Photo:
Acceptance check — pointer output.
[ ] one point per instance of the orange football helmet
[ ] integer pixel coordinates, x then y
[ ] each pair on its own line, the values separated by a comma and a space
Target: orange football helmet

§ §

Present every line of the material above as a numbered list, omitting blank lines.

1. Photo:
2. Acceptance check — pointer output.
3. [ ] one point per instance of the orange football helmet
4. [ ] integer pixel coordinates, x then y
5. [ ] each pair on its own line, the values separated by a comma and a space
6. Target: orange football helmet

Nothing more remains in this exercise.